◆ Referring expression pointing data
····················
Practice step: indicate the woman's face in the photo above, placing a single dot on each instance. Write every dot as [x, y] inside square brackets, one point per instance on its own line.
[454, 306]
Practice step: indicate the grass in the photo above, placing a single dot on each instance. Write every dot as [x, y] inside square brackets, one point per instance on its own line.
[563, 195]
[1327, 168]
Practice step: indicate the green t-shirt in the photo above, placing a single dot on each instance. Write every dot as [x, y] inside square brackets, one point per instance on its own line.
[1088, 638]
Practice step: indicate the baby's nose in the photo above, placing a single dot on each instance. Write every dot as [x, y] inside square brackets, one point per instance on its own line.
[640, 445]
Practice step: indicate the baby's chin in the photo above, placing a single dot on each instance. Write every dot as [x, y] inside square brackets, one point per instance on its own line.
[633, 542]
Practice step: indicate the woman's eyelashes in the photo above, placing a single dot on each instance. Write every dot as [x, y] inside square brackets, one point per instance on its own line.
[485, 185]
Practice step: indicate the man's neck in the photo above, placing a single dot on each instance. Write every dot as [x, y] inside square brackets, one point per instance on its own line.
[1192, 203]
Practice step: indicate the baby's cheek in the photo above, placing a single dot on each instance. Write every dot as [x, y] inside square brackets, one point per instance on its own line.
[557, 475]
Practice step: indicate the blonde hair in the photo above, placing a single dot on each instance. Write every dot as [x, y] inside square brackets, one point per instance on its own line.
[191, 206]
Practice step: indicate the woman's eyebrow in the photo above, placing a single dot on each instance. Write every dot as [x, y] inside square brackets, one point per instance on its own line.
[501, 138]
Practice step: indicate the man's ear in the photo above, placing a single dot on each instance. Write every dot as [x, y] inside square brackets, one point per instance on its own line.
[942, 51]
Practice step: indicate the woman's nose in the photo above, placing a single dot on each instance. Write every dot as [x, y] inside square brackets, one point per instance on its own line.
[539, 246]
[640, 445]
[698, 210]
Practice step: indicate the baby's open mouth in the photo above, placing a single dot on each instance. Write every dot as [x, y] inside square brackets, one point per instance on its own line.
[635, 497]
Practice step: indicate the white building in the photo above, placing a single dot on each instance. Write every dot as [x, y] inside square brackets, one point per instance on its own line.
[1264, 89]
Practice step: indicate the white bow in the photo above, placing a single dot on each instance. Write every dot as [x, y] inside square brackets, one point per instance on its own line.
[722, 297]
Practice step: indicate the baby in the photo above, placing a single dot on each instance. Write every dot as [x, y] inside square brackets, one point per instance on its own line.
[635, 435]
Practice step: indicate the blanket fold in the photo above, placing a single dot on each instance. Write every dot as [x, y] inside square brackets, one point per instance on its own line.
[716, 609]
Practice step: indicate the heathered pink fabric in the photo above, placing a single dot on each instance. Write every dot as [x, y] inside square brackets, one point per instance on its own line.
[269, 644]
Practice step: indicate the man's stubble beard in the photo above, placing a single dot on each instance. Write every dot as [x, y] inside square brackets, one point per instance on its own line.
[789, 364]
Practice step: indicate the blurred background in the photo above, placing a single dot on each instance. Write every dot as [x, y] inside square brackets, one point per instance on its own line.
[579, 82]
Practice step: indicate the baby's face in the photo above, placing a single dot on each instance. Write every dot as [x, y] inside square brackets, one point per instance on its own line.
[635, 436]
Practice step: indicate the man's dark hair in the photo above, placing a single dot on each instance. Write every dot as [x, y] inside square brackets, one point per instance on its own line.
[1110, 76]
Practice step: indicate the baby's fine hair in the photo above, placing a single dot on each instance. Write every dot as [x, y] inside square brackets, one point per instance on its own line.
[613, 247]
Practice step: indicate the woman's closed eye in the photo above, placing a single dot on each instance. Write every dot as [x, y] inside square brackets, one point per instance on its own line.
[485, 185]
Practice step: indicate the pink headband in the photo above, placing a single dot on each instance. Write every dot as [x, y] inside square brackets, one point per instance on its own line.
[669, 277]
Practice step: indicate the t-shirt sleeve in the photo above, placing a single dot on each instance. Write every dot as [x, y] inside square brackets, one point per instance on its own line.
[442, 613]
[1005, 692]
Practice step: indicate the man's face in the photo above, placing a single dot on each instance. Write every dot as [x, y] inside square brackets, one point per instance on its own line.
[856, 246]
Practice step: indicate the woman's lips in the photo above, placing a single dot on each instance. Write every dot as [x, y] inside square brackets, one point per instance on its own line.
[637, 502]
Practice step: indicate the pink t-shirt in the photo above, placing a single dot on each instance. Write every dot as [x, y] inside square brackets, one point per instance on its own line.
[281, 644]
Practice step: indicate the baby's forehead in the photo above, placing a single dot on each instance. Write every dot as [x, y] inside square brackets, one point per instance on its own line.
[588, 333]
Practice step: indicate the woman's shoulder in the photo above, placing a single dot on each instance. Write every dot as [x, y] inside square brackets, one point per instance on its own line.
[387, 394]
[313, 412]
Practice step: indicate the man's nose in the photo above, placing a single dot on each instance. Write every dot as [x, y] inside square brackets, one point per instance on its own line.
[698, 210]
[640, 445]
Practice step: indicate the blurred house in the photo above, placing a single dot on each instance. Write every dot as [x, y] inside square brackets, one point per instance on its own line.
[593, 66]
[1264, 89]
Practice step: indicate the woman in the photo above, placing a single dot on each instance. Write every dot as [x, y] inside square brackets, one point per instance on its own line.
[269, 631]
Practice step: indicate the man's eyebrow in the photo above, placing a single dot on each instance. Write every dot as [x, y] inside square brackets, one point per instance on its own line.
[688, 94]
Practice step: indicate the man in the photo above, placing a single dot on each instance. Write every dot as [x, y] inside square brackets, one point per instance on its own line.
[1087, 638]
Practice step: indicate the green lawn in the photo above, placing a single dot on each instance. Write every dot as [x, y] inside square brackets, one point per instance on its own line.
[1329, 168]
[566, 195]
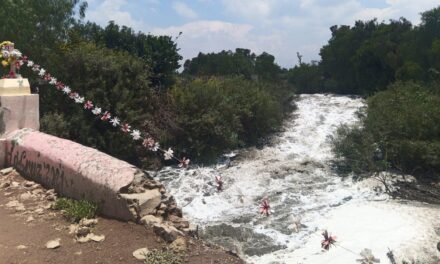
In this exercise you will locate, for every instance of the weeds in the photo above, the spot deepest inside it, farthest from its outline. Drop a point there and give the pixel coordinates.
(76, 210)
(162, 257)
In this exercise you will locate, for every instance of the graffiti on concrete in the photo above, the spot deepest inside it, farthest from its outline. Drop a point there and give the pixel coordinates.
(31, 165)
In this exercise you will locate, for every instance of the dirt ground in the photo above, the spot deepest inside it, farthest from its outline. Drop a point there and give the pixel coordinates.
(27, 222)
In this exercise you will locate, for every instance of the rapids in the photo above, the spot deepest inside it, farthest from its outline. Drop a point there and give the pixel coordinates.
(306, 196)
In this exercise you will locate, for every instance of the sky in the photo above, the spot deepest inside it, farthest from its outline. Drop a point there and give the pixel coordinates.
(279, 27)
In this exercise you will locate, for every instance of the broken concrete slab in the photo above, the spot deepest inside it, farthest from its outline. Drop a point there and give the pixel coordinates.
(73, 170)
(148, 201)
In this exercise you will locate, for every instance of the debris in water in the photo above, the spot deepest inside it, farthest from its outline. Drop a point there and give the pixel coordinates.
(368, 257)
(184, 162)
(265, 207)
(219, 181)
(328, 240)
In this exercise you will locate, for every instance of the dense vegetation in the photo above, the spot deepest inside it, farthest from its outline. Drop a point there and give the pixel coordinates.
(368, 56)
(399, 130)
(135, 75)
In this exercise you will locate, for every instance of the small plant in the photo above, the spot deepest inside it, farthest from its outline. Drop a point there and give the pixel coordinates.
(162, 257)
(76, 210)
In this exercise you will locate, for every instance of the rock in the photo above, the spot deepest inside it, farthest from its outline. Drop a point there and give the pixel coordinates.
(147, 201)
(97, 238)
(82, 231)
(168, 233)
(37, 191)
(16, 205)
(73, 228)
(52, 244)
(192, 230)
(6, 171)
(13, 203)
(160, 212)
(5, 185)
(178, 221)
(179, 244)
(26, 196)
(141, 253)
(29, 184)
(90, 237)
(150, 220)
(83, 239)
(88, 222)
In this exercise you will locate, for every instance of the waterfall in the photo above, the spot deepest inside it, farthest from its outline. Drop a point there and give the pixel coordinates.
(294, 172)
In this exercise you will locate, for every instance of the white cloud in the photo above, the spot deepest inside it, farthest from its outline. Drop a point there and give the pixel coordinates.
(184, 10)
(208, 36)
(280, 27)
(250, 8)
(111, 10)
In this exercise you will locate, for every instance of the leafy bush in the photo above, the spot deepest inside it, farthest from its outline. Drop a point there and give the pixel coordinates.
(114, 81)
(219, 114)
(401, 130)
(76, 210)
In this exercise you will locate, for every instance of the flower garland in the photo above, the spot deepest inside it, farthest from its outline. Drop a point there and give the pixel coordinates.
(10, 56)
(147, 141)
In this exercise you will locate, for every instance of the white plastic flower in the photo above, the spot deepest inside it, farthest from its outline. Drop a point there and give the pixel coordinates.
(155, 147)
(66, 89)
(5, 54)
(115, 121)
(79, 100)
(136, 134)
(168, 154)
(16, 54)
(96, 111)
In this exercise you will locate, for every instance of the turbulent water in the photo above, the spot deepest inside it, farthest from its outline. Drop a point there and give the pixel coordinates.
(293, 172)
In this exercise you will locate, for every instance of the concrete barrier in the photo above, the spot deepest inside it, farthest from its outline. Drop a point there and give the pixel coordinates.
(74, 170)
(17, 112)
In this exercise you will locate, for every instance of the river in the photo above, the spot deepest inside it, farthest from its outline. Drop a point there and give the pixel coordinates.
(306, 196)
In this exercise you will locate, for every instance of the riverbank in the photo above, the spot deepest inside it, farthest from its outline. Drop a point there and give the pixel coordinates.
(28, 223)
(306, 197)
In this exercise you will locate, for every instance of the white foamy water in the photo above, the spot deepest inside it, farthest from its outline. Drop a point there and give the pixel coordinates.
(304, 193)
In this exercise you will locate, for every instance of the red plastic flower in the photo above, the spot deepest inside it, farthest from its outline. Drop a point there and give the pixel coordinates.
(47, 77)
(106, 116)
(88, 105)
(219, 182)
(73, 95)
(125, 128)
(265, 207)
(12, 75)
(328, 240)
(183, 163)
(59, 85)
(18, 64)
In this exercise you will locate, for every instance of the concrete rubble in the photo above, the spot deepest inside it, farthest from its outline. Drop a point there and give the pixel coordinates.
(72, 170)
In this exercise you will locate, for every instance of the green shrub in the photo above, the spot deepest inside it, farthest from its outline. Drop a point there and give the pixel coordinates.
(162, 257)
(76, 210)
(220, 114)
(401, 130)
····················
◆ Instructions to follow
In the records above, copy exactly the lines from the one that contains "the river in" through the last, and nothing else.

◆ Task result
In this exercise you will locate, for every instance of the river in the photo above, the spot deepest inside it, farthest from its outline. Drop a point there and give the pixel coordinates.
(306, 196)
In this exercise you will locate, for every instance of the riverbank in the photo above, the spot deepest inside it, farthest from its outline. Drop a point there and give the pixel coordinates.
(28, 223)
(306, 197)
In this exercise you will locate, for every instance of the white foamy water in the photo above, the spot deepest inside it, farthest from its outline. Drop a point there and give the pixel coordinates.
(304, 193)
In this exercise you will locate, for every instance of the red plastic flower in the photo above, the spot deepest inside it, farthest from its outline. Drop a point there and give the pixel coordinates.
(47, 77)
(106, 116)
(88, 105)
(219, 182)
(73, 95)
(125, 128)
(265, 207)
(12, 75)
(328, 240)
(183, 163)
(59, 85)
(18, 64)
In this exercise you will locate, for every instance of the concrete rubble in the photo above, the spot deepest inside it, farthest from its outline. Drop a point there and give the pixel coordinates.
(72, 170)
In this exercise you will locate, for every instance of the green shrub in the photo above, the spot deepest inside it, farthest from its outline. Drop a point there and give the pixel coordinates.
(162, 257)
(76, 210)
(220, 114)
(401, 130)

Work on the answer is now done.